■ Aim of the exercise ■
Update the lines from the one with "target: shoulder" up to and including the one with "204 346 L 210" by replacing "outline" with "contour", and give back only those lines with nothing else changed.

____

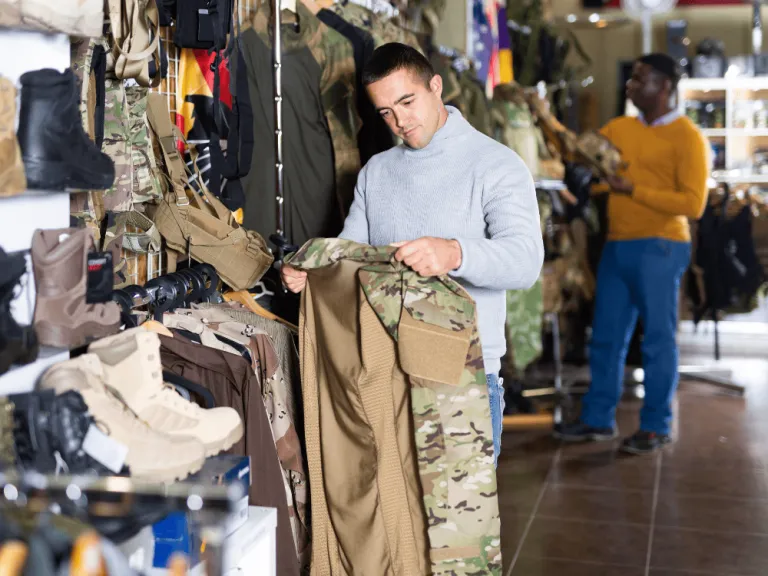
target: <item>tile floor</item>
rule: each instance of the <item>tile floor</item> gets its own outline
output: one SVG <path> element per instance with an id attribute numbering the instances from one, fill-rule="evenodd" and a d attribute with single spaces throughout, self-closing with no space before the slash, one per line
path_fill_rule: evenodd
<path id="1" fill-rule="evenodd" d="M 505 576 L 767 575 L 768 362 L 753 368 L 744 397 L 682 383 L 676 442 L 652 456 L 506 433 Z M 622 434 L 638 410 L 622 404 Z"/>

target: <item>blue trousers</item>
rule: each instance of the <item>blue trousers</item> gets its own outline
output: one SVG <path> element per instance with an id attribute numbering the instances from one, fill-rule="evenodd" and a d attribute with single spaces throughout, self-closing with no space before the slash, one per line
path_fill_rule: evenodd
<path id="1" fill-rule="evenodd" d="M 493 464 L 499 462 L 501 434 L 504 432 L 504 380 L 498 374 L 488 374 L 488 402 L 491 404 L 491 425 L 493 426 Z"/>
<path id="2" fill-rule="evenodd" d="M 645 403 L 640 429 L 668 434 L 677 389 L 677 302 L 691 245 L 658 238 L 608 242 L 597 273 L 592 383 L 581 420 L 611 428 L 624 389 L 624 363 L 638 316 L 643 323 Z"/>

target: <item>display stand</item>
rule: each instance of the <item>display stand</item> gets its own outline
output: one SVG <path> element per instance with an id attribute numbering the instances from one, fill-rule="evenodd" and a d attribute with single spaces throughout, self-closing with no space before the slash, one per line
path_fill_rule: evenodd
<path id="1" fill-rule="evenodd" d="M 0 63 L 0 75 L 18 88 L 25 72 L 41 68 L 64 71 L 70 64 L 69 37 L 17 30 L 0 31 L 0 52 L 12 55 Z M 17 99 L 18 101 L 18 99 Z M 18 110 L 18 106 L 17 106 Z M 21 195 L 0 198 L 0 247 L 6 252 L 29 251 L 38 228 L 69 227 L 69 194 L 27 190 Z M 27 255 L 26 280 L 13 300 L 12 312 L 20 324 L 31 324 L 35 302 L 32 262 Z M 29 392 L 51 365 L 69 358 L 69 351 L 41 348 L 38 359 L 26 366 L 14 366 L 0 376 L 0 395 Z"/>

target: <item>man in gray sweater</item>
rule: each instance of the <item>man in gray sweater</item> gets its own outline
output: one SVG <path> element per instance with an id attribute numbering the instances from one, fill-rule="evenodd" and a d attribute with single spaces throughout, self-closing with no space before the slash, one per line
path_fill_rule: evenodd
<path id="1" fill-rule="evenodd" d="M 533 178 L 517 154 L 443 105 L 442 79 L 417 50 L 381 46 L 363 84 L 403 143 L 362 169 L 339 237 L 397 245 L 399 261 L 422 276 L 448 274 L 475 300 L 498 458 L 505 291 L 530 288 L 544 260 Z M 306 273 L 283 266 L 282 275 L 291 291 L 304 289 Z"/>

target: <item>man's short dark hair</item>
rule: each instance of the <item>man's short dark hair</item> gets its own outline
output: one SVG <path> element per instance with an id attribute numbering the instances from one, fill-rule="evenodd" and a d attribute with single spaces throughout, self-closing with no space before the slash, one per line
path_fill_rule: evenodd
<path id="1" fill-rule="evenodd" d="M 672 84 L 671 91 L 674 92 L 677 89 L 677 83 L 680 82 L 680 66 L 677 64 L 674 58 L 667 56 L 666 54 L 646 54 L 637 59 L 638 62 L 647 64 L 653 68 L 657 73 L 661 74 L 665 78 L 669 79 Z"/>
<path id="2" fill-rule="evenodd" d="M 429 60 L 418 50 L 399 42 L 390 42 L 376 48 L 363 67 L 363 86 L 378 82 L 398 70 L 408 70 L 427 86 L 435 75 Z"/>

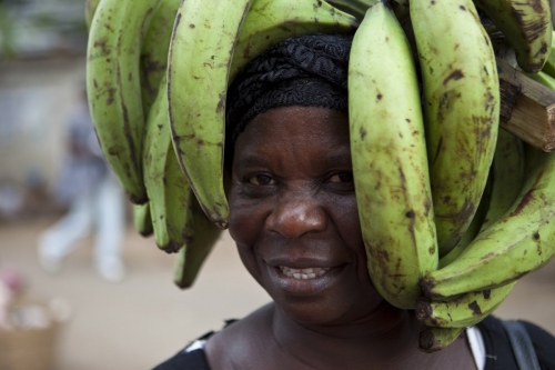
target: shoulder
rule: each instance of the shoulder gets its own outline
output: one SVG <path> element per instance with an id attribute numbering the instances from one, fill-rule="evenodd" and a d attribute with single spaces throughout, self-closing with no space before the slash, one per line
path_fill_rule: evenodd
<path id="1" fill-rule="evenodd" d="M 271 304 L 264 306 L 211 337 L 205 347 L 209 362 L 219 369 L 221 364 L 239 366 L 244 359 L 255 361 L 254 357 L 264 352 L 272 310 Z"/>
<path id="2" fill-rule="evenodd" d="M 204 346 L 210 337 L 214 334 L 213 331 L 205 333 L 193 342 L 189 343 L 184 349 L 179 351 L 174 357 L 160 363 L 153 370 L 210 370 Z"/>
<path id="3" fill-rule="evenodd" d="M 555 338 L 544 329 L 527 321 L 526 328 L 543 370 L 555 370 Z M 488 317 L 477 324 L 486 350 L 486 369 L 517 369 L 511 341 L 503 320 Z"/>

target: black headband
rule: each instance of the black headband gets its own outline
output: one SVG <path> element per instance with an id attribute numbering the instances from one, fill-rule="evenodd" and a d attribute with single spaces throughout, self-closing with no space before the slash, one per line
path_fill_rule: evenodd
<path id="1" fill-rule="evenodd" d="M 347 67 L 352 34 L 286 39 L 250 61 L 228 90 L 226 144 L 254 117 L 286 106 L 347 112 Z"/>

____

■ Result ■
target: shoulder
rule: each instance of the shoulder gets its own contour
output: one SVG <path> element per instance with an id attribute numbering the instances from one, fill-rule="evenodd" and a d attribute with single spaces throughout, self-closing with no space before the slash, one per line
path_fill_rule: evenodd
<path id="1" fill-rule="evenodd" d="M 271 304 L 264 306 L 211 337 L 205 347 L 209 362 L 219 369 L 221 364 L 239 366 L 244 359 L 255 361 L 254 357 L 264 352 L 272 310 Z"/>
<path id="2" fill-rule="evenodd" d="M 204 346 L 210 337 L 214 334 L 213 331 L 205 333 L 193 342 L 189 343 L 184 349 L 179 351 L 174 357 L 160 363 L 153 370 L 210 370 Z"/>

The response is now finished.